→ ZU ERLEDIGENDE AUFGABE: Wofür betete laut dem bereitgestellten Text der damalige Göttinger Stadtsuperintendent Steinmetz am 24. März 1999?

→ BEREITGESTELLTER TEXT:
○ ○ ○ ○ ○
Produzierendes Gewerbe gibt es im Kosovo praktisch gar nicht. Alles muss teuer eingeführt werden. Daran verdienen hauptsächlich die EU-Staaten und nicht etwa Kosovaren. Die Arbeitslosigkeit ist dadurch eklatant hoch.

Kirchen und Klöster werden mit NATO-Draht umzäunt. Ein friedlicher Ostergottesdienst ist in Prizren nicht möglich, weil die an die Macht gebombten UCK-Kämpfer ekelhafte Rassisten sind.

Denkmäler für jugoslawische Partisanen aus dem zweiten Weltkrieg wurden derart umgebaut, dass jetzt nur noch der UCK-Kämpfer gedacht wird.

Danke Bundeswehr, kann man da nur zynisch sagen. Dass ausgerechnet deutsche Soldaten dabei helfen, die Denkmäler für jugoslawische Antifaschisten zu zerstören, ist schon erschreckend. Dabei war der Grund für die Bomben doch der vorgebliche Antifaschismus des Herrn Fischer.

NATO und EU haben in jüngster Vergangenheit im Kosovo drei gemeinsame Übungen zur Aufstandsbekämpfung durchgeführt. Das lässt nichts Gutes ahnen.

Da sind wir wieder beim Hammer und dem Amboss.

Zum Krieg nach außen gehört immer auch der Krieg nach innen, die innere Repression.

Bewaffnung und Ausbildung der deutschen Polizeien haben sich militarisiert. Polizisten ohne Pistolen, Helme und Vermummung sieht man hier auf Demonstrationen nicht mehr.

Kriegsgegner werden mit Prozessen überzogen. Um nur einige Beispiele zu nennen.

Deutschland hat sich also massiv verändert, und zwar zum Schlechten!

Die Militarisierung der Gesellschaft hat Politik und Parteien ebenso erfasst, wie Gewerkschaften und Kirchen.

Ein paar Beispiele: Während des Krieges lud der DGB mehrere Minister aus Schröders Kriegskabinett ein, in verschiedenen Städten die Hauptreden auf den Maikundgebungen zu halten. Als ob Kriege jemals für die Interessen der Arbeiterbewegung geführt worden wären.

Oder die Kirchen:

„Wir fühlen uns jetzt unseren Soldaten und ihren Angehörigen in besonderer Weise verbunden.“ erklärte der damalige EKD-Ratsvorsitzende Manfred Kock 1999 zum Jugoslawienkrieg.

Der Göttinger damalige Stadtsuperintendent Steinmetz betete am 24. März 1999 für „die gesunde und glückliche Rückkehr unserer Soldaten“.

Früher füllte die Demokratie- und Friedensbewegung in Ost und West die Kirchen, heute sind es Soldaten und Politiker mit Leichenbittermiene bei so genannten Staatsakten.
○ ○ ○ ○ ○
→ DATENAUSZUG:
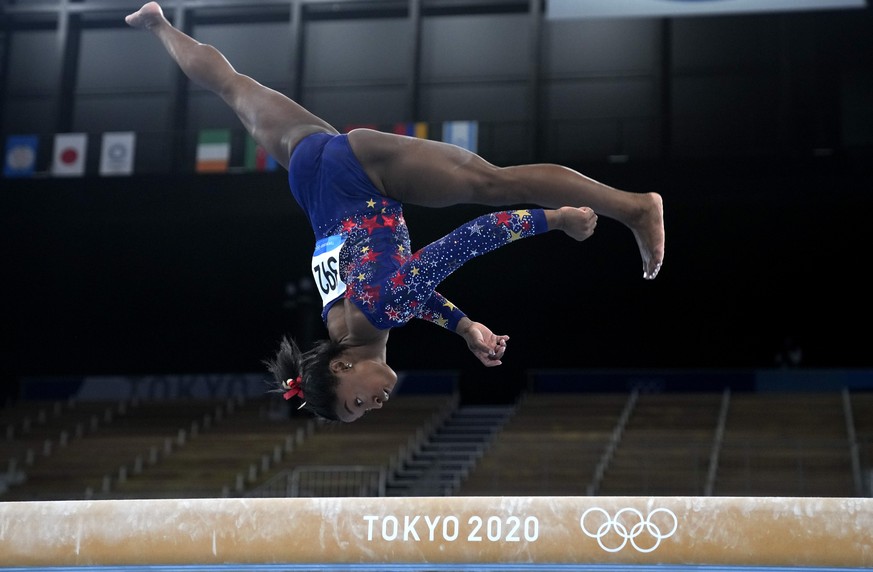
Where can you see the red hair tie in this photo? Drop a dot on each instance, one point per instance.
(294, 387)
○ ○ ○ ○ ○
→ ERLEDIGTE AUFGABE: Er betete für „die gesunde und glückliche Rückkehr unserer Soldaten“.